-- BEGIN Supplied data --

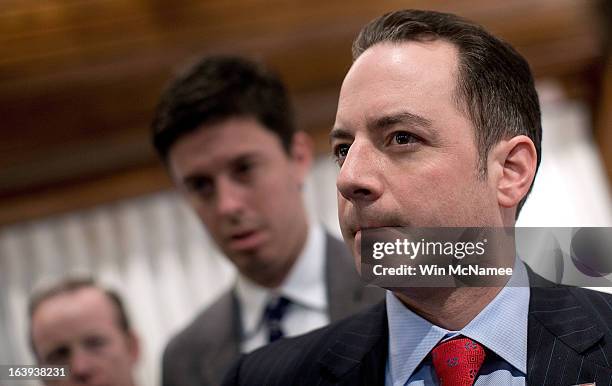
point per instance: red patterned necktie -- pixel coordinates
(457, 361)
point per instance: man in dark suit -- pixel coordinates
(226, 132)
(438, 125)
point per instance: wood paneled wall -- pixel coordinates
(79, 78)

-- END Supplied data --
-- BEGIN Supplied data --

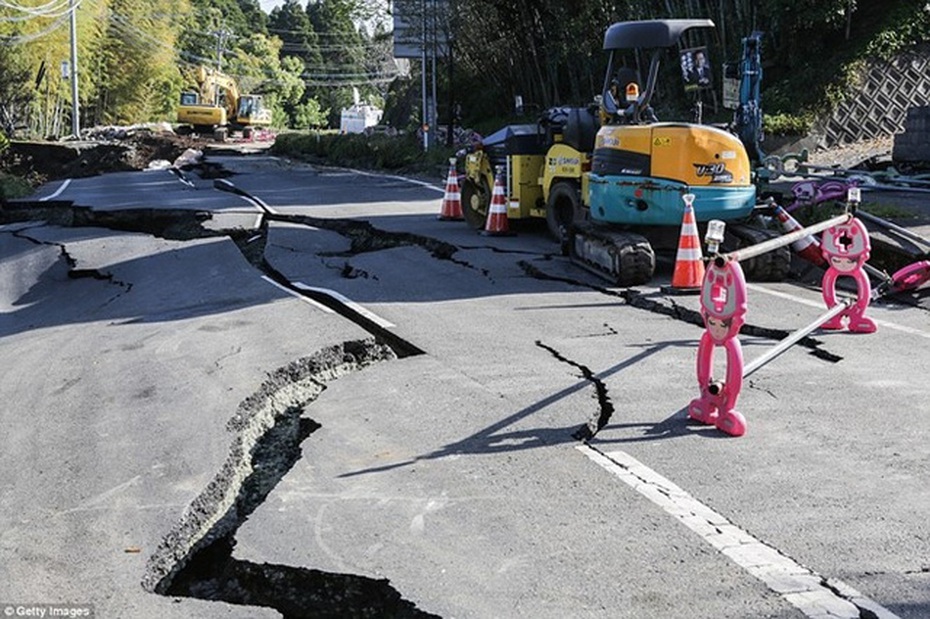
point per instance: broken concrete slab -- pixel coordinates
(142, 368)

-- END Supplied data --
-- BEGIN Supplied data --

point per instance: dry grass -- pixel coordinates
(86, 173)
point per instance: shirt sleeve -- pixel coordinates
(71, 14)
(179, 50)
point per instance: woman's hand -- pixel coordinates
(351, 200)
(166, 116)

-- END Supplied data --

> _Problem description_: Locate every line in the items above that contains the word "coordinates" and copy each of those lines.

> _Expected answer_:
point per instance: red patterned necktie -- pixel coordinates
point per instance: man in dark suit -- pixel coordinates
point per instance: wood paneled wall -- pixel coordinates
point per instance: broken concrete slab -- pixel coordinates
point per instance: dry grass -- pixel coordinates
point per instance: shirt sleeve -- pixel coordinates
point per instance: woman's hand -- pixel coordinates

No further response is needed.